Exercise set:
1. In the McKinney album review, what does the passage starting with "Everyday finds Marc" and going on through "sounds remarkably unremarkable." read like once "hook" is changed to "chorus"?
2. Does each statement agree with the McKinney album review? Answer yes or no for each, and quote the deciding words. (a) McKinney has five members. (b) The band is named after Alanis Morrisette. (c) The reviewer says the band carries over Curve's electro edge.
3. Which two bands does the McKinney album review name as examples of femme-fronted rock?

Polite rock. Dontcher just love it? Manc five-piece McKinney try to breathe some life into the slightly embarrassed corpse of femme-fronted rock, a la Primitives or Transvision Vamp. Which wouldn’t be such an appalling proposition if there were a hint of charm, grace or bounce about these fetid tunes. Sounding like the soundtrack to an album-length gloomy Tampax advert, you sure ain’t gonna be able to roller skate or hang-glide when this album period is in effect.
Named appropriately enough after Joyce McKinney, the woman at the centre of “The Case of the Manacled Mormon”, the band McKinney tread the sprawling motorway pile-up that is the tried and tested route of a wailing woman in torment. Cheers. So we get a whole heap of cheating, feckless men being rubbished, opportunities soured, dreams smashed, yada, yada, yada. It’s one thing to have therapy, it’s another to inflict it as entertainment. Two words. Alanis. Morrisette.
Everyday finds Marc Ash (she’s a girl by the way) swooping in a vain attempt at creating a hook, but the tune is caught and left flapping on dry land. Echoes of Garbage and their inspiration, Curve (without the electro edge or menace) are aimed at through the rock posturing, but it falls flat and hollow and sounds remarkably unremarkable.

Saved data entries:
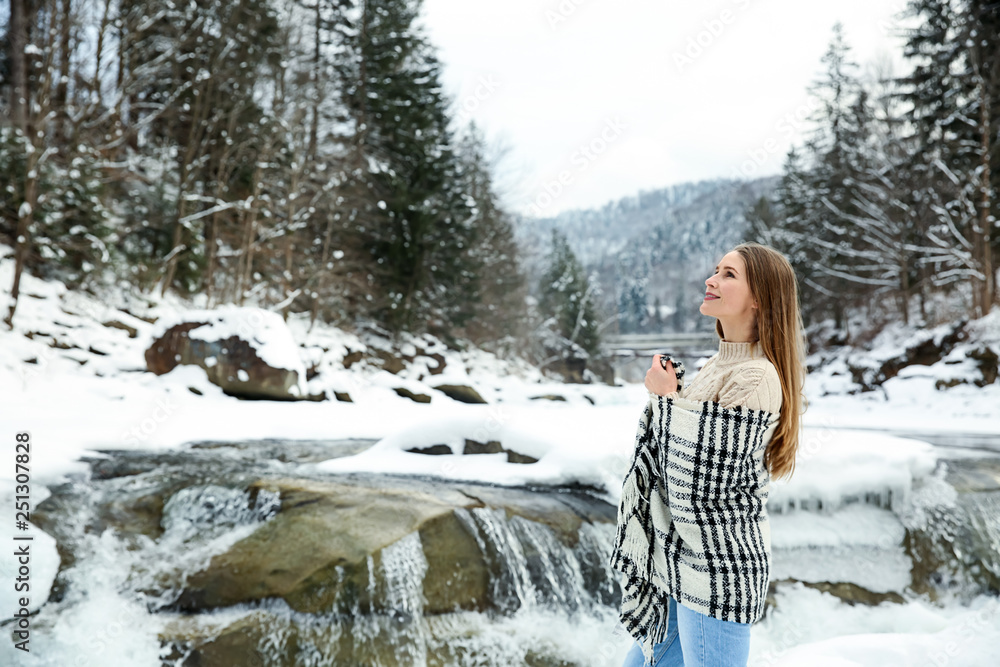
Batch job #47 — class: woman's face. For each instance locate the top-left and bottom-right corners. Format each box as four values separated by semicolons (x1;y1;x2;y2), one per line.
700;250;754;322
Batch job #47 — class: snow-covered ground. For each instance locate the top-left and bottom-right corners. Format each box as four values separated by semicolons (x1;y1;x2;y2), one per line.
0;253;1000;666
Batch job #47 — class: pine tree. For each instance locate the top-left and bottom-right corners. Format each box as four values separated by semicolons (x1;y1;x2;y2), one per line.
538;229;600;357
339;0;478;332
456;122;527;354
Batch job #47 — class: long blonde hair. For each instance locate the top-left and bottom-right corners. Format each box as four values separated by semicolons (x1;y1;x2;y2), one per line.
715;242;809;478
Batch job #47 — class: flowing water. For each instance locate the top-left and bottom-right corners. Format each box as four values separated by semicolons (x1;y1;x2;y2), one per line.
0;430;1000;667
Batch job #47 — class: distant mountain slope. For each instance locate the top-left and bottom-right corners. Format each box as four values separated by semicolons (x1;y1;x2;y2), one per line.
516;176;780;331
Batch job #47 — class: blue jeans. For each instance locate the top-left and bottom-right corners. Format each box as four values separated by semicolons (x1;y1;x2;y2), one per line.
622;598;750;667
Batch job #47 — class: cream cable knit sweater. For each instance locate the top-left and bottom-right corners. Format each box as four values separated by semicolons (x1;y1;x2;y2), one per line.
650;339;782;413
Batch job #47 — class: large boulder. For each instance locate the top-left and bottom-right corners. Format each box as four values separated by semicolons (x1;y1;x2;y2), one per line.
168;477;616;614
146;306;316;400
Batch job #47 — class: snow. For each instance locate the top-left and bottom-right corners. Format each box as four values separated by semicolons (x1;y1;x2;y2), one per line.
146;304;306;381
0;246;1000;666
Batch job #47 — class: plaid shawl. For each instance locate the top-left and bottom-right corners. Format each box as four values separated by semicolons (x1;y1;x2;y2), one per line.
611;359;778;661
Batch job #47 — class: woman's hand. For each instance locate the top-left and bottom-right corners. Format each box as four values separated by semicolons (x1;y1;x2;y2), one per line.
646;354;677;396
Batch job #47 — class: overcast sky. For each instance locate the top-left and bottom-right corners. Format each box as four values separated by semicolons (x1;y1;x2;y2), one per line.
423;0;907;216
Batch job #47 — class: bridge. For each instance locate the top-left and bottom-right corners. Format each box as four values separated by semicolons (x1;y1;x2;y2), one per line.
601;331;719;383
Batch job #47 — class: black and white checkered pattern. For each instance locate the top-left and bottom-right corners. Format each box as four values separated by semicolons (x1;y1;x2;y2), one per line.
611;360;778;658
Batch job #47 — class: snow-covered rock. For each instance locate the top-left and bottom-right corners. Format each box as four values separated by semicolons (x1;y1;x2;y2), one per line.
146;305;306;399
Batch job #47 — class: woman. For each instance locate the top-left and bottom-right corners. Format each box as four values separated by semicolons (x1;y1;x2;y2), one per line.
611;243;808;667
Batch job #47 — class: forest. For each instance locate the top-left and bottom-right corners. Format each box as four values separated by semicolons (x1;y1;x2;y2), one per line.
0;0;1000;366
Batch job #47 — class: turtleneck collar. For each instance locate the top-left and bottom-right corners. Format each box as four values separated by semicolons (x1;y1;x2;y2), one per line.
716;338;764;364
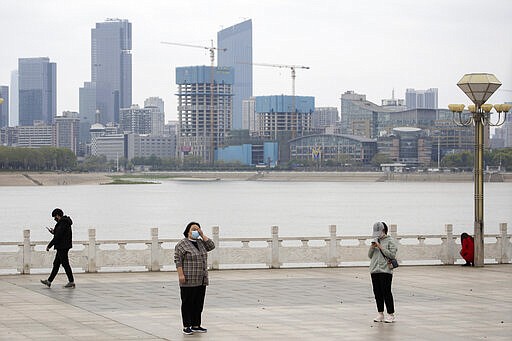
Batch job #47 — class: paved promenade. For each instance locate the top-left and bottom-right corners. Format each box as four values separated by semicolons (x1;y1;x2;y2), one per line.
0;265;512;341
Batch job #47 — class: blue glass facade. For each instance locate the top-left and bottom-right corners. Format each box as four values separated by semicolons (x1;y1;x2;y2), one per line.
0;85;9;128
215;142;279;167
217;19;252;129
18;57;57;126
92;19;132;124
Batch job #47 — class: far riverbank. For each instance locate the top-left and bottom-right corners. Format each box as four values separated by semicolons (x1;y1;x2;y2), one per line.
0;171;512;186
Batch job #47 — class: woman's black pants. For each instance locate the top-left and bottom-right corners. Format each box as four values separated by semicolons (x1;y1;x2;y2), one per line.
180;285;206;327
48;249;75;282
371;273;395;314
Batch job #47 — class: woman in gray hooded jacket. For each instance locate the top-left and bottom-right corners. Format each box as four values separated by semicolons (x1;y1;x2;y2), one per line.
368;221;397;323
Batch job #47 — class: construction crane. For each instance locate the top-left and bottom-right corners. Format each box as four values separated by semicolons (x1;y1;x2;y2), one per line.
160;40;227;165
247;63;309;138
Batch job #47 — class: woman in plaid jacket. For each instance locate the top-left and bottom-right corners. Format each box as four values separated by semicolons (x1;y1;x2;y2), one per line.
174;222;215;335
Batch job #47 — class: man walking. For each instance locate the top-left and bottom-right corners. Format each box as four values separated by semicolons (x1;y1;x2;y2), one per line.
41;208;75;288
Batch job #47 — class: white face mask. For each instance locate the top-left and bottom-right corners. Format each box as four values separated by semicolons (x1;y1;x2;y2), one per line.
192;230;199;239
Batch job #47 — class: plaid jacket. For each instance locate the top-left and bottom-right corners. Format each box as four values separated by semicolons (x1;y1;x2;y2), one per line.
174;238;215;287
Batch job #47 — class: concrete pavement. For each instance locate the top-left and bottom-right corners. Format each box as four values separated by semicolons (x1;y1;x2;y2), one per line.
0;265;512;341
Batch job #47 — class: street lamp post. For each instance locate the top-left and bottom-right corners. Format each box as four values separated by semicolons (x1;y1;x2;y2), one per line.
448;73;511;266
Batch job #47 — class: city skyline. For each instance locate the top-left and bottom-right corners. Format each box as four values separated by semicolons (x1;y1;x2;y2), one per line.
0;0;512;120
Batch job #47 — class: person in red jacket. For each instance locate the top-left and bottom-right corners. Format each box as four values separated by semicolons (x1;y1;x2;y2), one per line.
460;232;475;266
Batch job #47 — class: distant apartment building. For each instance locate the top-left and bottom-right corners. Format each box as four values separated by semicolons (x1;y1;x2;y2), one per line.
312;107;340;132
242;97;259;134
144;97;165;114
79;19;132;125
256;95;315;139
9;70;20;127
55;111;80;155
0;85;9;128
405;88;438;109
13;121;57;148
381;90;405;110
119;104;151;134
133;135;176;158
176;66;234;162
18;57;57;126
340;91;391;138
144;105;165;136
217;19;253;129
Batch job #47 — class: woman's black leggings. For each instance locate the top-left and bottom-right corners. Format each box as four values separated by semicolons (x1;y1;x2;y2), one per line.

Responses for each task:
1.
Everyday finds Marc Ash (she’s a girl by the way) swooping in a vain attempt at creating a chorus, but the tune is caught and left flapping on dry land. Echoes of Garbage and their inspiration, Curve (without the electro edge or menace) are aimed at through the rock posturing, but it falls flat and hollow and sounds remarkably unremarkable.

2.
(a) Yes: "Manc five-piece McKinney"
(b) No: "Named appropriately enough after Joyce McKinney"
(c) No: "(without the electro edge or menace)"

3. Primitives and Transvision Vamp.